### [DATASET CONTENT]
▬▬▬▬▬▬▬▬▬▬

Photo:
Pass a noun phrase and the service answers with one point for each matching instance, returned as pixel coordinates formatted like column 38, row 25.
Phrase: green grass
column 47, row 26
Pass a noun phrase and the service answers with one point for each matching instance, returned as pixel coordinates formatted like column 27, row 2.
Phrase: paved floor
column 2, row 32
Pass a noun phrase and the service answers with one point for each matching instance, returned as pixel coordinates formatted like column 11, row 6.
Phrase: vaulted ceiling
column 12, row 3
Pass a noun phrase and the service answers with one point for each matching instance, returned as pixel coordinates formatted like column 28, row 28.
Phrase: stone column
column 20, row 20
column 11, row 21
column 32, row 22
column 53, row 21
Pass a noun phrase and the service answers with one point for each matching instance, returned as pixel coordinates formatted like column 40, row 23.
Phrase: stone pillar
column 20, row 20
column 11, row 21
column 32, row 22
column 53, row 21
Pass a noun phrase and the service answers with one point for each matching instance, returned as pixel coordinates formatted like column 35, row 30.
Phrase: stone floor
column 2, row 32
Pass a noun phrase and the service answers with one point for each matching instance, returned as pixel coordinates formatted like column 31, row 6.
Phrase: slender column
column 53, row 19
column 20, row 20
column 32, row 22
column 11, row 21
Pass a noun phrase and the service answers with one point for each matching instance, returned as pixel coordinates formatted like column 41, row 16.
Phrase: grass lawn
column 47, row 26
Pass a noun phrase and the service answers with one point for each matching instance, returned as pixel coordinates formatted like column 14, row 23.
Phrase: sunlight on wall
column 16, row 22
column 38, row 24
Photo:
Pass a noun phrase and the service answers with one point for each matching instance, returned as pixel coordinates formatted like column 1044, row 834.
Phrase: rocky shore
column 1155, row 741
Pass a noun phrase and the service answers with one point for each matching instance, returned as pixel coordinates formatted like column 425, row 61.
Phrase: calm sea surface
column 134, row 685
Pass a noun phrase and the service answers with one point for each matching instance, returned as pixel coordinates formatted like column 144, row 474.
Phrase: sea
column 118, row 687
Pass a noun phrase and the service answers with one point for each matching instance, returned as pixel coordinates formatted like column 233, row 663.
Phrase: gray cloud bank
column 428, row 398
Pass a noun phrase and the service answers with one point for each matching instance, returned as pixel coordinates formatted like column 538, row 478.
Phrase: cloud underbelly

▬▬▬▬▬▬▬▬▬▬

Restate the listing in full, word for word.

Photo:
Pass a noun phrase and the service answers with one point for each matching instance, returned as pixel coordinates formatted like column 38, row 25.
Phrase: green grass
column 47, row 26
Pass a noun phrase and the service answers with one point for each matching instance, returned as pixel coordinates formatted like column 27, row 2.
Phrase: paved floor
column 2, row 32
Pass a noun phrase and the service answers with one point for each matching instance, returned as pixel coordinates formatted like column 11, row 6.
Phrase: vaulted ceiling
column 12, row 3
Pass a noun phrase and the service answers with one point for each matching instance, returned as pixel coordinates formatted like column 28, row 28.
Phrase: stone column
column 20, row 20
column 11, row 21
column 32, row 22
column 53, row 21
Pass a noun phrase and the service answers with one point for each matching instance, returned as pixel coordinates formatted like column 40, row 23.
Phrase: stone pillar
column 20, row 20
column 11, row 21
column 32, row 22
column 53, row 21
Pass a noun phrase and the service answers with one point for each matching instance, returned as pixel coordinates formatted like column 35, row 30.
Phrase: stone floor
column 2, row 32
Pass a noun phrase and the service answers with one point for each matching instance, returned as pixel coordinates formatted like column 31, row 6.
Phrase: slender column
column 53, row 19
column 20, row 20
column 32, row 22
column 11, row 21
Pass a noun phrase and the service answers with one point for each matching instance, returned as pixel coordinates formatted like column 41, row 16.
Phrase: grass lawn
column 47, row 26
Pass a noun phrase and the service answers with one point for each matching instance, returned as pixel coordinates formatted like column 14, row 23.
Phrase: sunlight on wall
column 16, row 22
column 38, row 24
Photo:
Pass a noun phrase and the service answers with one point for each matching instance, returned as pixel coordinates formatted like column 1044, row 834.
Phrase: rocky shore
column 1155, row 741
Pass a noun phrase and the service answers with one point for each matching instance, returned as pixel coordinates formatted like column 425, row 61.
Phrase: calm sea surface
column 134, row 685
Pass a noun phrase and the service answers with one point for each matching instance, returned as pixel coordinates formatted like column 144, row 474.
Phrase: sea
column 118, row 687
Pass a noun phrase and the service answers with one point for each matching instance, returned as pixel coordinates formatted like column 233, row 663.
Phrase: gray cloud bank
column 428, row 398
Pass a noun phrase and the service answers with one point for each matching instance, returned as pixel coordinates formatted like column 538, row 478.
Phrase: cloud underbelly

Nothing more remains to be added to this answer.